## PROVIDED RECORDS
--

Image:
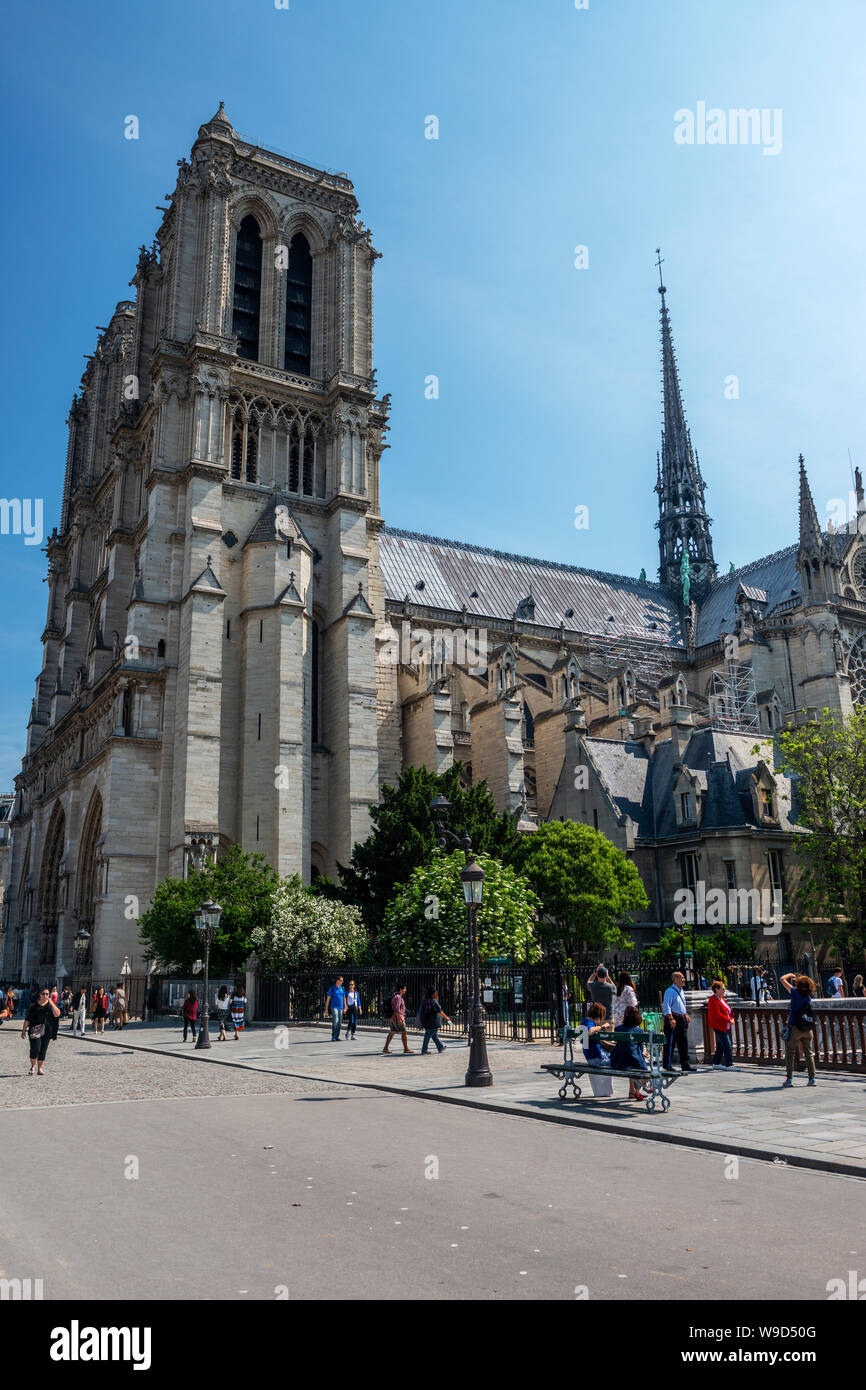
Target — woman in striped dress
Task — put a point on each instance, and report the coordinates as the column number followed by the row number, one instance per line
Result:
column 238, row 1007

--

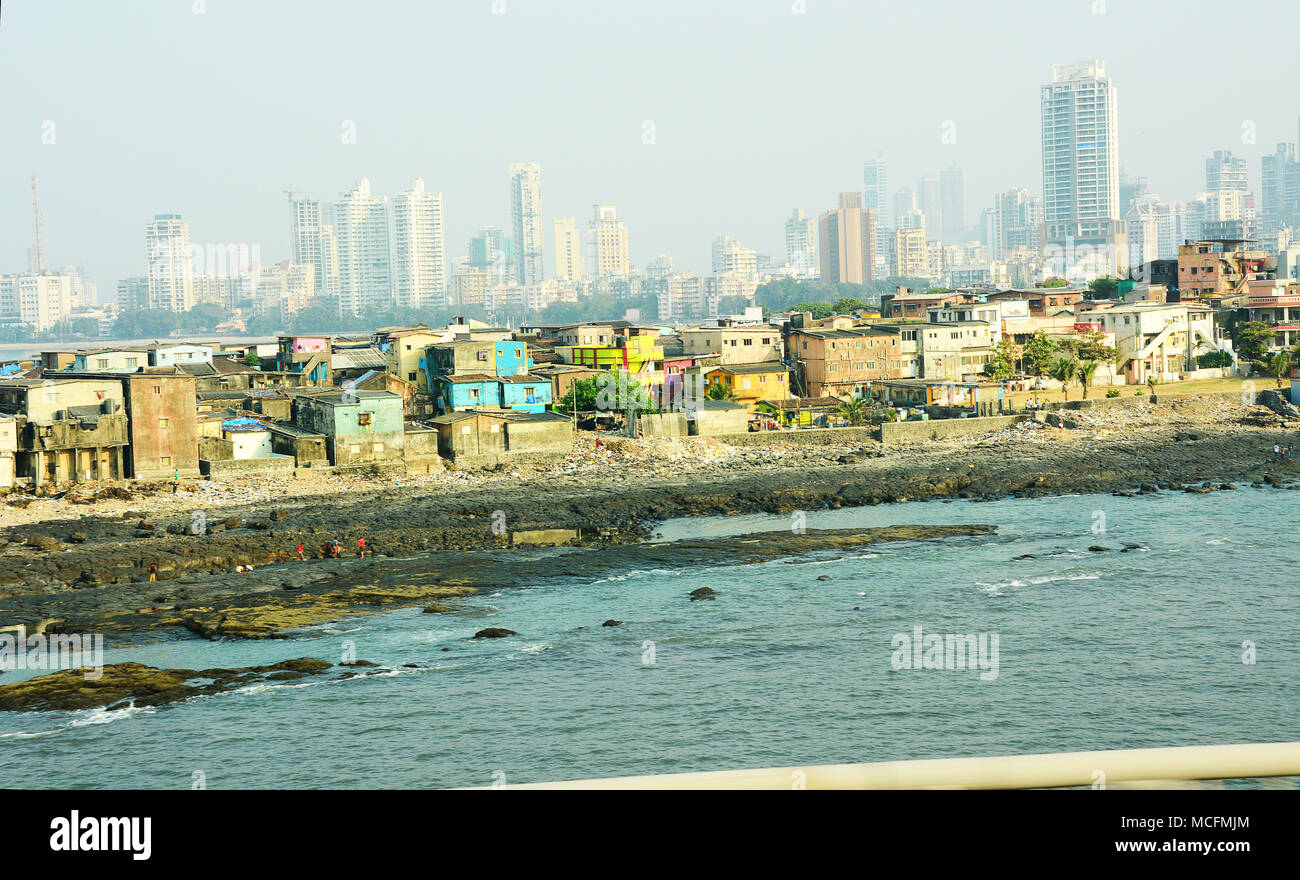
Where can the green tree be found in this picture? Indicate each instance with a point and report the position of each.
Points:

--

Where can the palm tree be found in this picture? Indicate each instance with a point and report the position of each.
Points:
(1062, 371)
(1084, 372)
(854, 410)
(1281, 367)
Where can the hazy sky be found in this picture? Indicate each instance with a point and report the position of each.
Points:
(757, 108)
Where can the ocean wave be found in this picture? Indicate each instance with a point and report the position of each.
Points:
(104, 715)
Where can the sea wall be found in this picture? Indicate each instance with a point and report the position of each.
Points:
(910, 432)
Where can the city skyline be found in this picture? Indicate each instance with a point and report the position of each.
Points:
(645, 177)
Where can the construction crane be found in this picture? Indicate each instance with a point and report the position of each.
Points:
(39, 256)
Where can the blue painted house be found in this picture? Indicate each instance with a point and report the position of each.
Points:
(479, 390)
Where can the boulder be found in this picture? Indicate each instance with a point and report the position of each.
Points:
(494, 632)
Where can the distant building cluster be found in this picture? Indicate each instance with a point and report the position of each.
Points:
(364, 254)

--

## DIRECTION
Count the lines in the records above that contain the string "picture", matching case exactly. Reply with the number alone.

## SOLUTION TO THE EXERCISE
10